TEXT SHOWN.
↓↓↓

It took me quite some time to go see “Avatar”; like a pretentious snob, I didn’t want to immediately succumb to the trend of the moment, and I even remember trying to downplay the excitement when I left the cinema, the definite pinch provoked by witnessing a revolutionary visual spectacle. A work specifically designed for the third dimension. I criticized the film's plot, which, to be generous, can be described as insipid if not disarmingly banal, forgetting that for the director, in the first true 3D film, it was important that the eyes have no other distractions. For a global firework success, a linear and immediate path was necessary: bad, very bad against good, very good with some tons of rhetoric and an ecological message that is so fashionable as a cherry on top.
“Life of Pi” is one of the few films that can compete (maybe along with “Hugo Cabret”) at those visual levels with an entirely justified use of the third dimension coupled with a moving cinematography by Chilean Claudio Miranda. Unlike Avatar, Ang Lee’s film is not just an empty box, but an interesting film, capable of moving and striking the viewer with an apparently banal story that alternates drama, adventure, religion, and philosophy and can be enjoyable and fulfilling at different levels of interpretation. I would like to read the book, which in terms of plot, themes, and setting (that drifting in an ever-calmer and whiter sea), hearkens back to Poe's enigmatic and philosophical novel “Gordon Pym”. There is perhaps a citationism towards the naturalistic scenes of “Tree of Life” by Terrence Malick, but they are two films light-years apart. Fortunately, I might add.

↑↑↑

PROBLEMS AND TASKS.
- a) How would you translate this sentence from the film review into Spanish: "I would like to read the book, which in terms of plot, themes, and setting (that drifting in an ever-calmer and whiter sea), hearkens back to Poe's enigmatic and philosophical novel “Gordon Pym”."
- b) Which films does the film review mention by title?
- c) Could you quote the film review from "It took me quite" up to and including "cherry on top."?

RECORDS SUPPLIED.
↓↓↓

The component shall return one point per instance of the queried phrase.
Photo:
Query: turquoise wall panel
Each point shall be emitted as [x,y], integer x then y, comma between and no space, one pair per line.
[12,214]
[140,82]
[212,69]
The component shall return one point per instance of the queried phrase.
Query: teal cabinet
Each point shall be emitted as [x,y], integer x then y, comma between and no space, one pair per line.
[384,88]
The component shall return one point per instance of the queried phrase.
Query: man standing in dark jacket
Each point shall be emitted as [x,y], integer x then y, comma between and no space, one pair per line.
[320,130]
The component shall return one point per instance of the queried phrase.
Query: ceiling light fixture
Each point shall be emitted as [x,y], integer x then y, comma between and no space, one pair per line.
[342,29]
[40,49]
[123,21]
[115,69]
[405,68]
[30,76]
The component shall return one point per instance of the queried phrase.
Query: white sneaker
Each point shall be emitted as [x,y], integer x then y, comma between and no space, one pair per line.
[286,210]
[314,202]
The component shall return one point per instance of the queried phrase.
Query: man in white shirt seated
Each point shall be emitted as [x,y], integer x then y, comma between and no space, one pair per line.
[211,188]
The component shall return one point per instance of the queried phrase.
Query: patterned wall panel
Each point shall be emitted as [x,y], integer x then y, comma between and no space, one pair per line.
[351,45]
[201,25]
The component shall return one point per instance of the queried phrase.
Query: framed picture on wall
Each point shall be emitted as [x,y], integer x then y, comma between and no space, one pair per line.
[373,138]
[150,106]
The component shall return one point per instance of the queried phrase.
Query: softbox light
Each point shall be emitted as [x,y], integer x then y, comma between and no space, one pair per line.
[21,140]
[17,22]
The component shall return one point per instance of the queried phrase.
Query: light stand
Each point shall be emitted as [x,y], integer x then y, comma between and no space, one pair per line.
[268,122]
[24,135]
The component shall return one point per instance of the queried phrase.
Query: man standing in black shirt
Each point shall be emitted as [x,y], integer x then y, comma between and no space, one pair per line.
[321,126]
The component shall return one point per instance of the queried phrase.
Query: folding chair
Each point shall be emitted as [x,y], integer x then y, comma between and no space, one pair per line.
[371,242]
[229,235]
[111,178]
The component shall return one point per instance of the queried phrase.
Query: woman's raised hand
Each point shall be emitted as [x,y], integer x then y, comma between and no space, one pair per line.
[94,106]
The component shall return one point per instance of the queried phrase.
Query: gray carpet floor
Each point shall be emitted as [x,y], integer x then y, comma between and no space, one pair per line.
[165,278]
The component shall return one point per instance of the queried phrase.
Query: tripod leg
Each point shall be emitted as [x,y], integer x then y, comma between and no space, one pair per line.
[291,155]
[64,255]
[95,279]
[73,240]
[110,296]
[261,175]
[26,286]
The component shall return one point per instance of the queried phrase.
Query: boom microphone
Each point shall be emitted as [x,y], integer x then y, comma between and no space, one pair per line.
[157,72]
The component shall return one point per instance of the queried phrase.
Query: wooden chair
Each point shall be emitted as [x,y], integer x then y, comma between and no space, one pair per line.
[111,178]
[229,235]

↑↑↑
↓↓↓

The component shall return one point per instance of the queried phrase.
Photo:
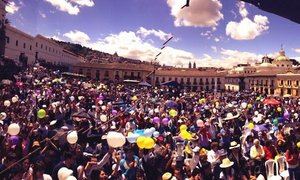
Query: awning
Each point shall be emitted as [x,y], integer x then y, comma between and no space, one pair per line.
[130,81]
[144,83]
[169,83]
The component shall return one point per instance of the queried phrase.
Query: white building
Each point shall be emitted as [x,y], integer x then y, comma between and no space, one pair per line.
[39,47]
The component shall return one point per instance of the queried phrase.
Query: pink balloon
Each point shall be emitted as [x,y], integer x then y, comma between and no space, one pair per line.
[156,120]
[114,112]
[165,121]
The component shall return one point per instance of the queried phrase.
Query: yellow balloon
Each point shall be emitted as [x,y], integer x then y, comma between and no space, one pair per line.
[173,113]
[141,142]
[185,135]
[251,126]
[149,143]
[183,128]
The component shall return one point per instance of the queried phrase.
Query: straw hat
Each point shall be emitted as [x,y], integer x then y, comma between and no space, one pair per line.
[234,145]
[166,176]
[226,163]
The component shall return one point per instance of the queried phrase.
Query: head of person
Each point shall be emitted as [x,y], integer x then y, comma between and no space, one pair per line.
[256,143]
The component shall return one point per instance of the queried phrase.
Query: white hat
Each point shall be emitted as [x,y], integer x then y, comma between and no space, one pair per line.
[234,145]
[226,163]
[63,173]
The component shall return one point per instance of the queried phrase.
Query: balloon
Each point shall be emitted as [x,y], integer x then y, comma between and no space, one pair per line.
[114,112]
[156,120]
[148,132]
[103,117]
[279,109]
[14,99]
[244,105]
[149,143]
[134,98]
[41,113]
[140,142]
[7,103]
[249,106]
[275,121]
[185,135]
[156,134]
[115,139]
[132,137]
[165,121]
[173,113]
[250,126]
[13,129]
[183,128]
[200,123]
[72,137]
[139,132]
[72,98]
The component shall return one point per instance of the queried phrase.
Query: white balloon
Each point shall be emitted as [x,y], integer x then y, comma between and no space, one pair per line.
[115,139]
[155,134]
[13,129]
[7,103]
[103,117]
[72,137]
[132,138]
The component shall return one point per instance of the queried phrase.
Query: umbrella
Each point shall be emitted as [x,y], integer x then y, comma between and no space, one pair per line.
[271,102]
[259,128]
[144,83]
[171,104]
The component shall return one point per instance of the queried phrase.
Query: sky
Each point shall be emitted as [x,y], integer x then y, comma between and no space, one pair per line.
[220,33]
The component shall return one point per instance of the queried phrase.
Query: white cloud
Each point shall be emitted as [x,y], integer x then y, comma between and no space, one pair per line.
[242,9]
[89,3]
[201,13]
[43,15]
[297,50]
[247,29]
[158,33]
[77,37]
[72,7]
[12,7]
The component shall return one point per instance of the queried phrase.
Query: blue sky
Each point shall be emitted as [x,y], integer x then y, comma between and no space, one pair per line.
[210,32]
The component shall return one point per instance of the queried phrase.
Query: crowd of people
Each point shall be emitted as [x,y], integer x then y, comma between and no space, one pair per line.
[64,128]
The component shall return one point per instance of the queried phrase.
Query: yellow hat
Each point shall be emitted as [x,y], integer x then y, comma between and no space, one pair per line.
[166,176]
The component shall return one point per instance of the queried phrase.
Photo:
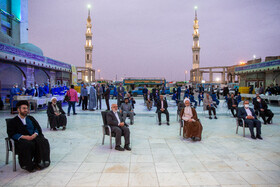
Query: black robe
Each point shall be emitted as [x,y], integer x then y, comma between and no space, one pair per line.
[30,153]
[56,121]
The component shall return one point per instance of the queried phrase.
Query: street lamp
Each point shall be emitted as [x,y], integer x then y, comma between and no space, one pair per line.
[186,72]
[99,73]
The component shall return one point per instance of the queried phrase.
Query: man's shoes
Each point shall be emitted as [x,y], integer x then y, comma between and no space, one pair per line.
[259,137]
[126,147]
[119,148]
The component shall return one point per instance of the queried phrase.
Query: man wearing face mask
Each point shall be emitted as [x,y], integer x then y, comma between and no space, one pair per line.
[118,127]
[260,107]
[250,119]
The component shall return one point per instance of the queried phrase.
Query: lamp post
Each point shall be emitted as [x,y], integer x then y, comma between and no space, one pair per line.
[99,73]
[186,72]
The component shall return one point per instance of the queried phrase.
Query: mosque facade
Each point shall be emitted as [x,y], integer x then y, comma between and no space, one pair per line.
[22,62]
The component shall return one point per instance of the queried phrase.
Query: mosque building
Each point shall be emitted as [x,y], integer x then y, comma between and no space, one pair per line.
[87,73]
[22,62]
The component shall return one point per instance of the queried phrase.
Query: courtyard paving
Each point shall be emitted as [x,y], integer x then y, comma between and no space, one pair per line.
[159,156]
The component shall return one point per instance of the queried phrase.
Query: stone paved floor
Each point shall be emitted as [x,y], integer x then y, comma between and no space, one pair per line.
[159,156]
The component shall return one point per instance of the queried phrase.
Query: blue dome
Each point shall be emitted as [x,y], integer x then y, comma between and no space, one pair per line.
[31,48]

↑↑↑

RESULTS IN ORDER.
- a) Me gustaría leer el libro, que en cuanto a trama, temas y ambientación (esa deriva en un mar cada vez más calmo y más blanco), remite a la enigmática y filosófica novela de Poe «Gordon Pym».

- b)
- Avatar
- Life of Pi
- Hugo Cabret
- Tree of Life

- c)
It took me quite some time to go see “Avatar”; like a pretentious snob, I didn’t want to immediately succumb to the trend of the moment, and I even remember trying to downplay the excitement when I left the cinema, the definite pinch provoked by witnessing a revolutionary visual spectacle. A work specifically designed for the third dimension. I criticized the film's plot, which, to be generous, can be described as insipid if not disarmingly banal, forgetting that for the director, in the first true 3D film, it was important that the eyes have no other distractions. For a global firework success, a linear and immediate path was necessary: bad, very bad against good, very good with some tons of rhetoric and an ecological message that is so fashionable as a cherry on top.